» Exercise: Reproduce every line of the records below verbatim, omitting the pictures from your answer.

» Extracted information:
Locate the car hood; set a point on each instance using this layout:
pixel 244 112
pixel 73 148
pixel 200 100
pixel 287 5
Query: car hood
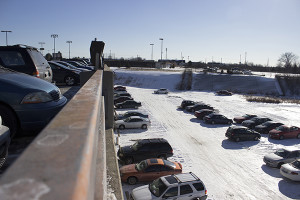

» Written response:
Locate the car hood; set a point on each instance using this layout:
pixel 244 112
pixel 73 148
pixel 200 100
pixel 287 5
Query: car hood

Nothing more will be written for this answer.